▶ **SHORT PROBLEM A**:
Reproduce the passage on unique document copies word for word, from "Turning now to" up to and including "a spatial element.".

FIG. 11 provides an example using unique copy determiner 126 to determine that an artifact was derived from a unique copy. In the illustrated example, artifact index A 1002 is provided to unique copy determiner 126. As noted previously, artifact index A 1002 was generated from artifact 604. Here, the correlation between the character identifiers in artifact index A 1002 and the character identifiers of unique copies A-D are determined for respective bigrams. In doing so, unique copy determiner 126 determines that the strongest correlation is with unique copy B, relative to the other unique copies. As such, unique copy determiner 126 provides output 1102 that indicates that unique copy B is the unique copy from which artifact 604 was derived. In instances, unique copy determiner 126 may use the identification of the unique copy to determine the initial recipient of the unique copy, e.g., by recalling the recipient from a data index storing relationships between unique copies and recipients. In aspects, output 1102 comprises the identified initial recipient, as illustrated in FIG. 11.


In another embodiment, also illustrated by FIG. 11, unique copy determiner 126 is used to determine that artifact 604 was derived from unique copy B. Here, unique copy determiner 126 determines the correlation between the binary indicators in artifact index B 1004 and the character identifiers for unique copies A-D. For example, the correlation may be between the binary indicator 0 and character identifier /u2004, each representing a spatial element or character of relatively less width, and binary indicator 1 and character identifier /u2005, each representing a spatial element or character of relatively greater width for respective bigrams. In this example, unique copy B has a stronger correlation than the other unique copies. Thus, output 1102 identifies unique copy B as the unique copy from which the artifact was derived, and may identify and include the initial recipient of unique copy B.


Turning now to FIG. 12, a block diagram of an example method 1200 for generating a plurality of unique copies of an original document is illustrated. Aspects of method 1200 may be performed using components of FIG. 1, such as encoder 110. In block 1202, bigrams within an original document are identified. This may be done by employing original document bigram identifier 112. Each bigram is separated by spatial element. Bigrams may comprise a pair of written units separated by a spatial element.


In block 1204, a plurality of unique copies of the original document is generated. This may be done using unique copy index generator 116. Each unique copy may be generated by replacing spatial elements of the bigrams with characters selected from a uniform character code. At least two characters may be selected. In an aspect, the characters are selected from Unicode. The characters may be space characters having different widths, with a width of the first character being greater than the width of the second character. In aspects, spatial elements separating bigrams having a common pair of written units are replaced with the same character. The bigrams replaced with the spatial element form bigram-character pairs within the unique copies when generated. Each unique copy comprises a different combination of bigram-character pairs, thus providing each unique copy with a different bigram code. Thus, each unique copy has a variation of bigram-character pairs unique from other bigram-character pairs of the unique copies.

▶ **SUPPLIED RECORDS**:
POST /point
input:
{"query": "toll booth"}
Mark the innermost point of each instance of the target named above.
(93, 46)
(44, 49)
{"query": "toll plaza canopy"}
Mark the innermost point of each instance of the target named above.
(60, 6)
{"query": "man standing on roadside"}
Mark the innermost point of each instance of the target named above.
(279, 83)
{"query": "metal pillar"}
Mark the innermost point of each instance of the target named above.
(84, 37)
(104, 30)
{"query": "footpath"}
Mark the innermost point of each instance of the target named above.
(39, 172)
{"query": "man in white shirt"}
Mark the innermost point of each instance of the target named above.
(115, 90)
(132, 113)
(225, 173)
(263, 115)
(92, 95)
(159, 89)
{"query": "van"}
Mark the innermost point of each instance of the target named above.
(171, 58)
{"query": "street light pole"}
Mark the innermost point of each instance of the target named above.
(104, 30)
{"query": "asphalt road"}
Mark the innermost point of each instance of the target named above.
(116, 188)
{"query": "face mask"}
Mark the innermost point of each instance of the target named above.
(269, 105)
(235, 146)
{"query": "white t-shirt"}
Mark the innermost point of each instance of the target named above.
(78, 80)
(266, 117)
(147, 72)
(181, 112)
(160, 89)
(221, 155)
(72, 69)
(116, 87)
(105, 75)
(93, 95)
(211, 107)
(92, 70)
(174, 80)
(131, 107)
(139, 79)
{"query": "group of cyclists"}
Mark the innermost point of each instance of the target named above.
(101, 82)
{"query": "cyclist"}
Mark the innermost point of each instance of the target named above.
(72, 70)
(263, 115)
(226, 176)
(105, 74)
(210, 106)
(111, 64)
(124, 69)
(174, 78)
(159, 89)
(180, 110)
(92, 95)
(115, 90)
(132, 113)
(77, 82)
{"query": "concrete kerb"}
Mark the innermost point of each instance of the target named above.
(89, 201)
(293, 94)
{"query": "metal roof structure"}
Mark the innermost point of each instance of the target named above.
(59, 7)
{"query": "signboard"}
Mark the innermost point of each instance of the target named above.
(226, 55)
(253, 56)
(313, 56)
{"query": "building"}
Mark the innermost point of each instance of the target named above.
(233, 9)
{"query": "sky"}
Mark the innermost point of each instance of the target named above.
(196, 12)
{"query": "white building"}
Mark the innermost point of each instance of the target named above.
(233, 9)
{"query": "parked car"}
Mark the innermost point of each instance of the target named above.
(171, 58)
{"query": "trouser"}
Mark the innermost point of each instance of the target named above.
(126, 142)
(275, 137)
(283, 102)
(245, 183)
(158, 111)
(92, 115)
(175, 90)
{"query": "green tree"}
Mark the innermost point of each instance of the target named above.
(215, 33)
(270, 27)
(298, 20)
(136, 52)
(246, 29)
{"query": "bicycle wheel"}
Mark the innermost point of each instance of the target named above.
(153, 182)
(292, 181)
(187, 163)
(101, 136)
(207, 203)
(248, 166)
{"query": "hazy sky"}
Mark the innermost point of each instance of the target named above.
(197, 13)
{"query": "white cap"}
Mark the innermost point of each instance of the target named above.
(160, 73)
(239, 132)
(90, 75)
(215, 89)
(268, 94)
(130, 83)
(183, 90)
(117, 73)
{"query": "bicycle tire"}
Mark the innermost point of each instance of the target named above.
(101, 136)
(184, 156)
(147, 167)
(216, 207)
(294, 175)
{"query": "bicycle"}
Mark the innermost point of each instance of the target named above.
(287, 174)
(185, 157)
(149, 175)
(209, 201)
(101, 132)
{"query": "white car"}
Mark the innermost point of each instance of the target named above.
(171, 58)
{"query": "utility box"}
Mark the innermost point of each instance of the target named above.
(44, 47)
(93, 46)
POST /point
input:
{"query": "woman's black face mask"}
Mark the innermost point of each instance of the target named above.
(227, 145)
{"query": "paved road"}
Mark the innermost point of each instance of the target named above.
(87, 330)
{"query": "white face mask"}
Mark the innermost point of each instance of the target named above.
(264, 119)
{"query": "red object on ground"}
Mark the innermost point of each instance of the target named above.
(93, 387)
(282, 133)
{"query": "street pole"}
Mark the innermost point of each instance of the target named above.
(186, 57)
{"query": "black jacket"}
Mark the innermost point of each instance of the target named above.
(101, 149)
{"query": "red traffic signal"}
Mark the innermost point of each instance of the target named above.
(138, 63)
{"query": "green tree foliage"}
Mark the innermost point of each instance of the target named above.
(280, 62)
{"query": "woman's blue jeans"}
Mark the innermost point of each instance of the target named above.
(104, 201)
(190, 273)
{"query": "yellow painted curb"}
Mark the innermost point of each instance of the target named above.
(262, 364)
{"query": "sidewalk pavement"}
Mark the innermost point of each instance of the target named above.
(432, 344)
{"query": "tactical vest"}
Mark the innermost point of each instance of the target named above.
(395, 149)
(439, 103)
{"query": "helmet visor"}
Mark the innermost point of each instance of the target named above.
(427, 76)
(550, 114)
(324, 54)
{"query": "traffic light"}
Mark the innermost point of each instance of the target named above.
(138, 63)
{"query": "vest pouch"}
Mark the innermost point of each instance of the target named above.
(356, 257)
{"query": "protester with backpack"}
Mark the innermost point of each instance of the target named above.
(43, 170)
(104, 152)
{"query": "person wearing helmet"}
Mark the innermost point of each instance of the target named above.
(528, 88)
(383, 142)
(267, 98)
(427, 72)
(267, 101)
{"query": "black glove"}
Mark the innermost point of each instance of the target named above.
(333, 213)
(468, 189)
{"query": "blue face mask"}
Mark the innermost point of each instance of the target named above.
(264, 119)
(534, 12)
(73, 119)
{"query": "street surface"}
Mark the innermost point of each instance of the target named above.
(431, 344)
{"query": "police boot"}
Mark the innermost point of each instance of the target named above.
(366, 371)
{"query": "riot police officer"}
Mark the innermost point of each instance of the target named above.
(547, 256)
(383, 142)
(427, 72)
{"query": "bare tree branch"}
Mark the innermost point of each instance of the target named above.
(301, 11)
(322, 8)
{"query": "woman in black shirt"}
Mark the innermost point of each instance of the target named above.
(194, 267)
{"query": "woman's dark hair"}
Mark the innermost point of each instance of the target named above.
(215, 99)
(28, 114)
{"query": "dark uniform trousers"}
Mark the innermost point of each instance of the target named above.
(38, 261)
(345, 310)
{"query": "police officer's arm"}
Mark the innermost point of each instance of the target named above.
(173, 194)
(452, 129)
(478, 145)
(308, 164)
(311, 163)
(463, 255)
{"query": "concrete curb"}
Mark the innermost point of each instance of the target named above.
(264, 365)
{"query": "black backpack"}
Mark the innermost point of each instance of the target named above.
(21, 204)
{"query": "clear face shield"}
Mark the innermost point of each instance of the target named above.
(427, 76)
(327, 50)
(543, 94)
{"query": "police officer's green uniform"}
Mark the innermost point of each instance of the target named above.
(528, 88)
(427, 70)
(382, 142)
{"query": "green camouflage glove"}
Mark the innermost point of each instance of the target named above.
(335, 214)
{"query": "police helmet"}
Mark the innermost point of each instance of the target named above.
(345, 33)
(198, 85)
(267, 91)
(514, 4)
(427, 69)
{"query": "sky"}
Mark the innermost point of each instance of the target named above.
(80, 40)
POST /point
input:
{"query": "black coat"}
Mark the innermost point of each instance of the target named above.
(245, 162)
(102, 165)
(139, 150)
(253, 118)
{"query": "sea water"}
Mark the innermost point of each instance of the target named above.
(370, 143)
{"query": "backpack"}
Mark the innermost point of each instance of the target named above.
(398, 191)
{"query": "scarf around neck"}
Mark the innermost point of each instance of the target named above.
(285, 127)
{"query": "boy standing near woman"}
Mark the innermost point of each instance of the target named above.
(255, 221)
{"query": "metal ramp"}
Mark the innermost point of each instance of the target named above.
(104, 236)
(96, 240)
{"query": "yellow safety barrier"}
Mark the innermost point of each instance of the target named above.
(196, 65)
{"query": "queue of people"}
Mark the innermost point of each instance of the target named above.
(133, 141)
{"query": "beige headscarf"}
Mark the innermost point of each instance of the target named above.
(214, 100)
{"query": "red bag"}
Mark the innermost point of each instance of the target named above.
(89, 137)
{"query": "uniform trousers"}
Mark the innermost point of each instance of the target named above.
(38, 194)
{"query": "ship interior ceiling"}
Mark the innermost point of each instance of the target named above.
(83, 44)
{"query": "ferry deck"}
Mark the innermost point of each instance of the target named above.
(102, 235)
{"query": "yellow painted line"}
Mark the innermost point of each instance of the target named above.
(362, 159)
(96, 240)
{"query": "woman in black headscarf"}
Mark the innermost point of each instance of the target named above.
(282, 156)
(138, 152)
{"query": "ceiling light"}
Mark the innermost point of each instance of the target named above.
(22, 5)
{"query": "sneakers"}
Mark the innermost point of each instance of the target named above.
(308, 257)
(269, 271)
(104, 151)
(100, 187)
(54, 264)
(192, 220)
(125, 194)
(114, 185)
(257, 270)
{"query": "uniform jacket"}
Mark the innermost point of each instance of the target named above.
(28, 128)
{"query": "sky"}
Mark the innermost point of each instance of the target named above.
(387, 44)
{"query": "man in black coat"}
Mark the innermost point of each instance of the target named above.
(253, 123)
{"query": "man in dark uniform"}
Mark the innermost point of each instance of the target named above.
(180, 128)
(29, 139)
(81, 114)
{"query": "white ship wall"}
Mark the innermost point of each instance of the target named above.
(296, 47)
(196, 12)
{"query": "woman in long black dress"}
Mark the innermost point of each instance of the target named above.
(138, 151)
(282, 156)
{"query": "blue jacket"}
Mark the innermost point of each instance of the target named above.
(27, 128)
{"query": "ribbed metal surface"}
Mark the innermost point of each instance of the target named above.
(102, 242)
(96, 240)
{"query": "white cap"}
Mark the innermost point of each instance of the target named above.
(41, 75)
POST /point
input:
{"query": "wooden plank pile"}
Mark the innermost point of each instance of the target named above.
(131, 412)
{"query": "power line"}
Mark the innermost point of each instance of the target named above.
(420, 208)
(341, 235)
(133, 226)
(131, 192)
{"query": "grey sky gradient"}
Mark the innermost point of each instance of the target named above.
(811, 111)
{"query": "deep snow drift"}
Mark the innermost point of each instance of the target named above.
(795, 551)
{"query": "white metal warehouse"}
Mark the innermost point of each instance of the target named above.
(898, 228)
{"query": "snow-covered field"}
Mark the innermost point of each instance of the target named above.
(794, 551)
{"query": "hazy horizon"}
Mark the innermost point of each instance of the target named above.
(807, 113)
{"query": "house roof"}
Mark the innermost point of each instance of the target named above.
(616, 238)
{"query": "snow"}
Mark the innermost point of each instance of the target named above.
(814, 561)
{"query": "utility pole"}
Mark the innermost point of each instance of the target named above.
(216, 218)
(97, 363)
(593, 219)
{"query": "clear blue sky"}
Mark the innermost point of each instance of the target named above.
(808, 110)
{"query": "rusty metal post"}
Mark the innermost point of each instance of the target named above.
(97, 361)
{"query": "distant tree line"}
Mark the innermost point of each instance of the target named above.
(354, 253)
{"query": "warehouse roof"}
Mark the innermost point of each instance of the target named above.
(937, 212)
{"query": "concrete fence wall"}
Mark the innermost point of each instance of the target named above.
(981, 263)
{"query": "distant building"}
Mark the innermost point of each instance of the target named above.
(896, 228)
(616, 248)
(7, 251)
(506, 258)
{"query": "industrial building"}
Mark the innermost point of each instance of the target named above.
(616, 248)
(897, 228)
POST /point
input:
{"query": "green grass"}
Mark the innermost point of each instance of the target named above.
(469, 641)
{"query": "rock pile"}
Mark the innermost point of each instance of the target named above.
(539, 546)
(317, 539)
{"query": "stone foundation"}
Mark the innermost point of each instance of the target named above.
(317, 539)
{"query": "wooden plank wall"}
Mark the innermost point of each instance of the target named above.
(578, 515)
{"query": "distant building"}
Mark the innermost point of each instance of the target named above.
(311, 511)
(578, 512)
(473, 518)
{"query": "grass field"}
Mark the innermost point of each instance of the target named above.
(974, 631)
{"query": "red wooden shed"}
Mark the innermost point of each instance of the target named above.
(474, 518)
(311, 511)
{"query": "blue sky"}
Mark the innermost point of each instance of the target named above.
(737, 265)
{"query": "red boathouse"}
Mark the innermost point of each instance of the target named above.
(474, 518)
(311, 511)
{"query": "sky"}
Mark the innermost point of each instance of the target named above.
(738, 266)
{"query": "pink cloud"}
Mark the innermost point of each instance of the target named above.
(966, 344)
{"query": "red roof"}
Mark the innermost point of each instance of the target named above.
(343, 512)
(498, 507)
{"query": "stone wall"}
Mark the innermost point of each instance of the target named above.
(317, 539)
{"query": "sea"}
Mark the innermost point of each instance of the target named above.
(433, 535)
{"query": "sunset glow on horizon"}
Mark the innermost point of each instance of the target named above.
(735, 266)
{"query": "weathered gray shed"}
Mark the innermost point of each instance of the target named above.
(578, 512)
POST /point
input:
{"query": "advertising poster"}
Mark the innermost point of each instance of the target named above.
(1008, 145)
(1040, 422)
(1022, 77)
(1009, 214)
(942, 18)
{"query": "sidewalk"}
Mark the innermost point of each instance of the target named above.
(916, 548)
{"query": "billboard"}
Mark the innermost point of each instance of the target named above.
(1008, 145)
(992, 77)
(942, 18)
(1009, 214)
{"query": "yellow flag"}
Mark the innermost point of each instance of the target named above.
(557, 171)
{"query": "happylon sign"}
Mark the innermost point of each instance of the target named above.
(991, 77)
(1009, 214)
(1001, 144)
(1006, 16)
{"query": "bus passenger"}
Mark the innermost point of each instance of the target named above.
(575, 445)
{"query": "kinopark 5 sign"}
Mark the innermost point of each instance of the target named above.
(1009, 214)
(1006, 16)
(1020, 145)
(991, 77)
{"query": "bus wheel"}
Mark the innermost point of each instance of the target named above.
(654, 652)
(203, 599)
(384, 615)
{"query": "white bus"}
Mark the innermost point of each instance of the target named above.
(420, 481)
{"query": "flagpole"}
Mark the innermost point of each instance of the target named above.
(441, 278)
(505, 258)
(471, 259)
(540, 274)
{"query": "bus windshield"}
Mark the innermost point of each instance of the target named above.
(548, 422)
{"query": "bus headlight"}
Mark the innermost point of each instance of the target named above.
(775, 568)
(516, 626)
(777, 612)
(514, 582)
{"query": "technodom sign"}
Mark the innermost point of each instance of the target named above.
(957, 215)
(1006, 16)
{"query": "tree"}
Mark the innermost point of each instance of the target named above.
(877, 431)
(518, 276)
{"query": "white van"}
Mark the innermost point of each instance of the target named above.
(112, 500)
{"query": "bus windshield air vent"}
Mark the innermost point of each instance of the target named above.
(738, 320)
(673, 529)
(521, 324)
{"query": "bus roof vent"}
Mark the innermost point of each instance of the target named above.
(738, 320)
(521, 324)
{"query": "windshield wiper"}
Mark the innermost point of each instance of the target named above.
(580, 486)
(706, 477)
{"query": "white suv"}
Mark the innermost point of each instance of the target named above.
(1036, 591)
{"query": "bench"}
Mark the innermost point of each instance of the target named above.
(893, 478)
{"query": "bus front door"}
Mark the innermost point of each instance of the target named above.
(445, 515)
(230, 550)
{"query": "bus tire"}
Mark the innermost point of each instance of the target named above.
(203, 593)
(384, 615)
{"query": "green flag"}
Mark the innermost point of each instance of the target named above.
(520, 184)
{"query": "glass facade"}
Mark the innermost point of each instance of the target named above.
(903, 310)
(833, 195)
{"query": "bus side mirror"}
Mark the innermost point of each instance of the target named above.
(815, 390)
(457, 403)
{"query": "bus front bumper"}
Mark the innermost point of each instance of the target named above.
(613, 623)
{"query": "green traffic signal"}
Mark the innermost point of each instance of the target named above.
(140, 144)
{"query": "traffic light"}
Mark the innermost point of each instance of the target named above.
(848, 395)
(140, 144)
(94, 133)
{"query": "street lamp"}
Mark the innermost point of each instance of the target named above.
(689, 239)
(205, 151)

▶ **SHORT PROBLEM B**:
How many lines of the listing above contain the string "police"? Reply with the number alone.

▶ **EXERCISE ANSWER A**:
Turning now to FIG. 12, a block diagram of an example method 1200 for generating a plurality of unique copies of an original document is illustrated. Aspects of method 1200 may be performed using components of FIG. 1, such as encoder 110. In block 1202, bigrams within an original document are identified. This may be done by employing original document bigram identifier 112. Each bigram is separated by spatial element. Bigrams may comprise a pair of written units separated by a spatial element.

▶ **EXERCISE ANSWER B**:
5